__SUPPLIED MATERIAL__.
---------------
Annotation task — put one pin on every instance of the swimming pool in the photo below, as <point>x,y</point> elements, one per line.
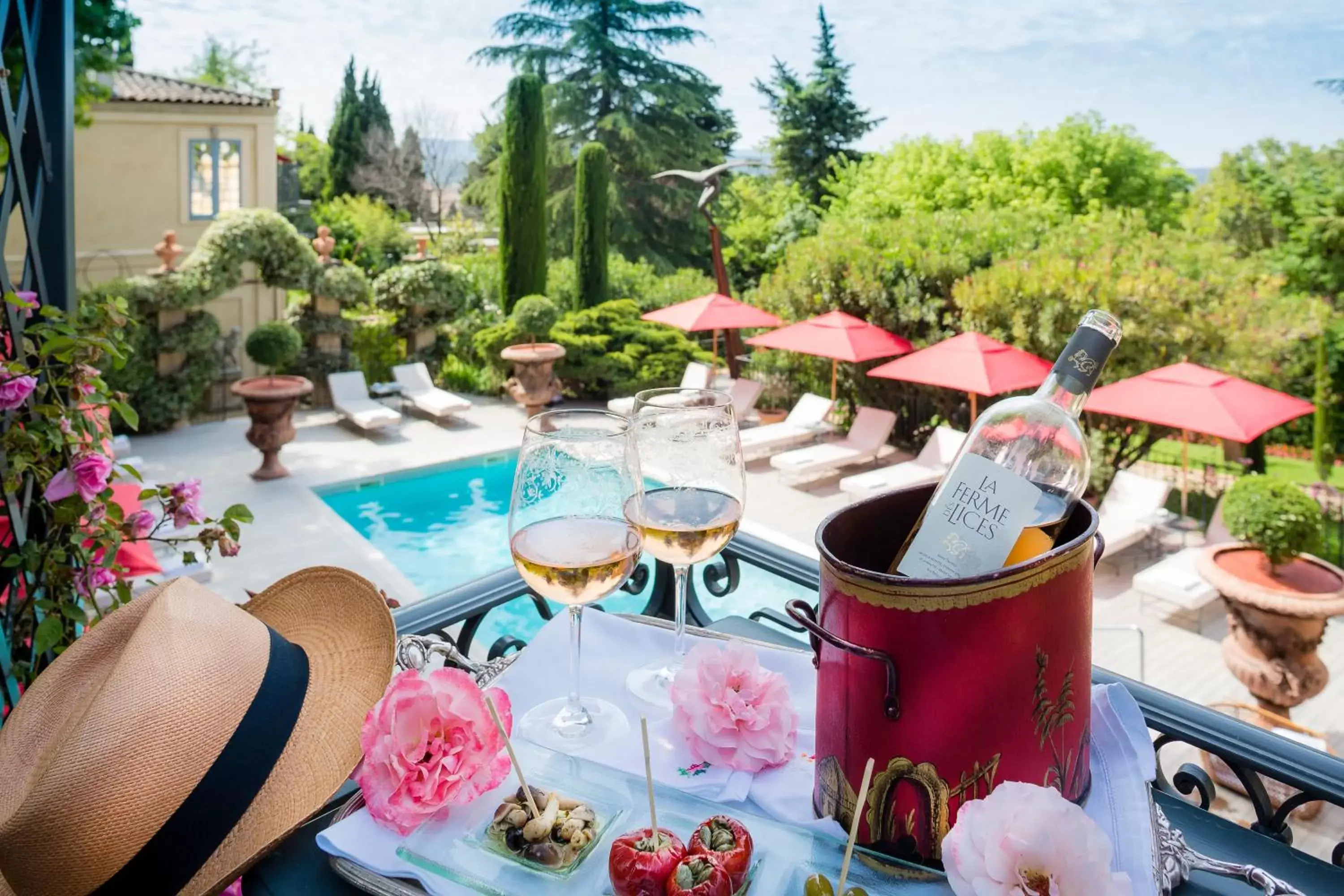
<point>447,526</point>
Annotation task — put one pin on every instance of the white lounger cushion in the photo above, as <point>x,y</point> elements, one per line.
<point>350,397</point>
<point>929,466</point>
<point>869,433</point>
<point>420,389</point>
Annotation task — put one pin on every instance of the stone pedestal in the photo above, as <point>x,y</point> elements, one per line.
<point>534,382</point>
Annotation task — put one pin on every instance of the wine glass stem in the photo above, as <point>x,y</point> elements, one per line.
<point>682,579</point>
<point>574,704</point>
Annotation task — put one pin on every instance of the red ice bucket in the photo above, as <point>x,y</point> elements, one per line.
<point>952,685</point>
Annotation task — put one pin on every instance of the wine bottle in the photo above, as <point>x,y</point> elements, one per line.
<point>1019,473</point>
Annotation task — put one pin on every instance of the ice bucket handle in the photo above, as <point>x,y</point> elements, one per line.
<point>804,616</point>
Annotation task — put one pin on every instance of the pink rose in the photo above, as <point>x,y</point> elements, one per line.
<point>142,523</point>
<point>1023,840</point>
<point>185,503</point>
<point>86,474</point>
<point>732,711</point>
<point>429,745</point>
<point>15,390</point>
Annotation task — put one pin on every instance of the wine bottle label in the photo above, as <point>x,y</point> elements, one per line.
<point>1082,359</point>
<point>982,511</point>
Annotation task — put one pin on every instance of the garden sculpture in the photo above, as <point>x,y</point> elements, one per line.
<point>168,250</point>
<point>324,244</point>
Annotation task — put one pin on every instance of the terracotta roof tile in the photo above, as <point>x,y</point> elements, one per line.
<point>142,86</point>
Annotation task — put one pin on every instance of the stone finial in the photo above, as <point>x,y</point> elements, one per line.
<point>168,250</point>
<point>324,244</point>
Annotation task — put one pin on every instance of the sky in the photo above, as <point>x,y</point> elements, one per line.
<point>1195,77</point>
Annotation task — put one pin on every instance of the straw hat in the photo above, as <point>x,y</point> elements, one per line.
<point>183,737</point>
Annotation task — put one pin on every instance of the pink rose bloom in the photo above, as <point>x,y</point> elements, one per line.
<point>142,523</point>
<point>15,390</point>
<point>1023,840</point>
<point>88,476</point>
<point>185,503</point>
<point>732,711</point>
<point>93,578</point>
<point>429,745</point>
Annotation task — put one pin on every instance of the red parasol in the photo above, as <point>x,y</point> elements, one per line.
<point>713,312</point>
<point>839,336</point>
<point>969,363</point>
<point>1198,400</point>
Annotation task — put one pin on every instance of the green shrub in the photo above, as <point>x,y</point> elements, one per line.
<point>592,183</point>
<point>273,345</point>
<point>535,316</point>
<point>1275,516</point>
<point>367,232</point>
<point>523,193</point>
<point>612,353</point>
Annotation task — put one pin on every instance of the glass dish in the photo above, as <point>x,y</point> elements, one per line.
<point>785,856</point>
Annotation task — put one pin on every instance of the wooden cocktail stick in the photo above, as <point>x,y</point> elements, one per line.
<point>648,780</point>
<point>513,758</point>
<point>854,825</point>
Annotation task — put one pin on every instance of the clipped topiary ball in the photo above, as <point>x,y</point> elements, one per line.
<point>273,345</point>
<point>1275,516</point>
<point>535,316</point>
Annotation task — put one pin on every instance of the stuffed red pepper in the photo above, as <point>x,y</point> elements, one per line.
<point>699,876</point>
<point>726,840</point>
<point>639,866</point>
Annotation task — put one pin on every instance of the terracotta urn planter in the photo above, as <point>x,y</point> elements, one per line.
<point>534,382</point>
<point>1276,620</point>
<point>271,405</point>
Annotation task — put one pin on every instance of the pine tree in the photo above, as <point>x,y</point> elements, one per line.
<point>590,194</point>
<point>609,82</point>
<point>347,135</point>
<point>818,120</point>
<point>1323,431</point>
<point>523,193</point>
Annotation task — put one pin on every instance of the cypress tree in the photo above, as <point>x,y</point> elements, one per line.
<point>523,193</point>
<point>347,135</point>
<point>1323,449</point>
<point>590,189</point>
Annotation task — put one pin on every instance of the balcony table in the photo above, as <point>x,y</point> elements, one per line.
<point>299,868</point>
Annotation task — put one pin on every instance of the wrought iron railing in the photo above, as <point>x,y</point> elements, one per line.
<point>1253,754</point>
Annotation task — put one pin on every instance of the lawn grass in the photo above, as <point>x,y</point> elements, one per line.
<point>1283,468</point>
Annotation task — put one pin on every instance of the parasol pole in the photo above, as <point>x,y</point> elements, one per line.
<point>1185,472</point>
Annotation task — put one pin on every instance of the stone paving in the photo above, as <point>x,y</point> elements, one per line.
<point>295,528</point>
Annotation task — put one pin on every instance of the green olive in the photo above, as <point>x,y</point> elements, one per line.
<point>819,886</point>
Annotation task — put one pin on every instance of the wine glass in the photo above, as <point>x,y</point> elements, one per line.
<point>690,452</point>
<point>578,477</point>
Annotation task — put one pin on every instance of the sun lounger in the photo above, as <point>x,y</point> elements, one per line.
<point>804,424</point>
<point>870,432</point>
<point>1132,508</point>
<point>350,397</point>
<point>420,390</point>
<point>744,394</point>
<point>929,466</point>
<point>697,377</point>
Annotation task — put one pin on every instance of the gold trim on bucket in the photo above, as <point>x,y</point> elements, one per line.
<point>918,599</point>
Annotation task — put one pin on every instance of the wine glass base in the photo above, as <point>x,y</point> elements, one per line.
<point>654,683</point>
<point>553,726</point>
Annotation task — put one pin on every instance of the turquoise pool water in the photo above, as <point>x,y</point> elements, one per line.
<point>447,526</point>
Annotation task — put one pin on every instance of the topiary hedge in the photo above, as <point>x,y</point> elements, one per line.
<point>284,260</point>
<point>1275,516</point>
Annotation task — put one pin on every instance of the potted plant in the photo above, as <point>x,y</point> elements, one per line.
<point>534,382</point>
<point>272,400</point>
<point>1279,595</point>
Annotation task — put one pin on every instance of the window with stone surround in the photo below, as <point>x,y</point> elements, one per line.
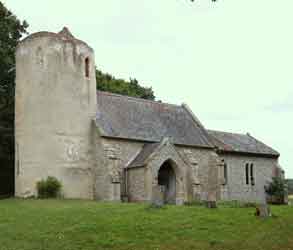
<point>249,174</point>
<point>225,173</point>
<point>252,174</point>
<point>87,67</point>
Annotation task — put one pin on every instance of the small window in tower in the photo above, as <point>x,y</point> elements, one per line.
<point>247,173</point>
<point>87,67</point>
<point>252,174</point>
<point>225,173</point>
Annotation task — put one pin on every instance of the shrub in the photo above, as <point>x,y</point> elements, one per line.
<point>49,188</point>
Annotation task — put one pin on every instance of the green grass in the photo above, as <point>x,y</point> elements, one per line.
<point>88,225</point>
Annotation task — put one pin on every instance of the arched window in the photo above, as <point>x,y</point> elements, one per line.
<point>226,173</point>
<point>247,173</point>
<point>87,67</point>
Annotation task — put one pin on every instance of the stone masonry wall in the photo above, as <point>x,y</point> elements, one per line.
<point>136,184</point>
<point>236,187</point>
<point>55,105</point>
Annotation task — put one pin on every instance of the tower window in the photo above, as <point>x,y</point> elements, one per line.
<point>247,173</point>
<point>225,173</point>
<point>87,67</point>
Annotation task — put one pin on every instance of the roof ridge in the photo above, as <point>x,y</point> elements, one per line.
<point>137,98</point>
<point>225,132</point>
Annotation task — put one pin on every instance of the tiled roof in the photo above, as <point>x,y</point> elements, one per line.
<point>143,155</point>
<point>138,119</point>
<point>240,143</point>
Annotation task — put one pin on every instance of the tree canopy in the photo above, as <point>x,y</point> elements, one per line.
<point>107,82</point>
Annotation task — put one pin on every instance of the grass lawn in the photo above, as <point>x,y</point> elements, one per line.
<point>88,225</point>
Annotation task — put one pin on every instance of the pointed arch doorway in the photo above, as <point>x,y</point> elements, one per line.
<point>167,181</point>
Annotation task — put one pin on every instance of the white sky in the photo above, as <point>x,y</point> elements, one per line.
<point>230,61</point>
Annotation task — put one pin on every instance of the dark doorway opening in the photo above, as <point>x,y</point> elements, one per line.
<point>6,160</point>
<point>167,179</point>
<point>6,178</point>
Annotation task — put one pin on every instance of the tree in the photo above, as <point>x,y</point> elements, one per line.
<point>11,30</point>
<point>107,82</point>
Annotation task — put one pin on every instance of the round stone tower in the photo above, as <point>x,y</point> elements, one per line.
<point>55,105</point>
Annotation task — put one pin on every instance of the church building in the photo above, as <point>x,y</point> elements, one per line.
<point>109,147</point>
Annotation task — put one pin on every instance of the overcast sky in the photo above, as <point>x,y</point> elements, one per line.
<point>230,61</point>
---------------
__PROBLEM DESCRIPTION__. Reproduce exactly the line containing "the stone masonry" and every line after it through the end of the records above, and nothing else.

__EXERCISE RESPONSE__.
Annotation task — put one pin on every instance of the stone masonry wall in the photo above, as <point>x,y</point> elements, one per line.
<point>136,184</point>
<point>236,187</point>
<point>55,105</point>
Annotation task — put one pin on every instance of the tower window in the photo above, as <point>x,y</point> elements, one per line.
<point>247,173</point>
<point>225,173</point>
<point>87,67</point>
Annotation task — put one pin on every instance of the roof ridge in the photo above, as <point>x,y</point> elements, one per line.
<point>137,98</point>
<point>225,132</point>
Annotation task — put one pin on every instance of the tiled roof in the photo above, as <point>x,y</point> elements, one per line.
<point>143,155</point>
<point>138,119</point>
<point>240,143</point>
Annotation task — put one pin on every instance of the tree canopy in the photo above, as <point>x,y</point> elements, one per line.
<point>107,82</point>
Annotation task — put one pin on every instance of the grass lawn in the photo above, as <point>x,y</point> elements, one per line.
<point>88,225</point>
Annotation task — put one pin on every instance of the pointed arch doorway in the photo above, as <point>x,y</point> elements, one per line.
<point>167,181</point>
Annotation task — put one pin on every instance of the white sky in the photo above, as <point>x,y</point> elements, one per line.
<point>230,61</point>
Annotation task — put one pin on every instance of the dark doorway opening in the photo above, as <point>x,y</point> elements, one per line.
<point>6,160</point>
<point>167,179</point>
<point>6,178</point>
Annotation task — put one pin on every instance of the tree in the photo above, as <point>x,y</point> elements, one per line.
<point>11,30</point>
<point>107,82</point>
Annotation task — put one pin on every instance of the round stone tower in the photo above, as <point>x,y</point> elements, one per line.
<point>55,105</point>
Annotation task — put one pin on every instance of the church building in the photo above, as <point>x,y</point> elements, one per line.
<point>109,147</point>
Annotation task — put one pin on every instance of the overcast sky in the photo above, as <point>x,y</point> elements, one per line.
<point>230,61</point>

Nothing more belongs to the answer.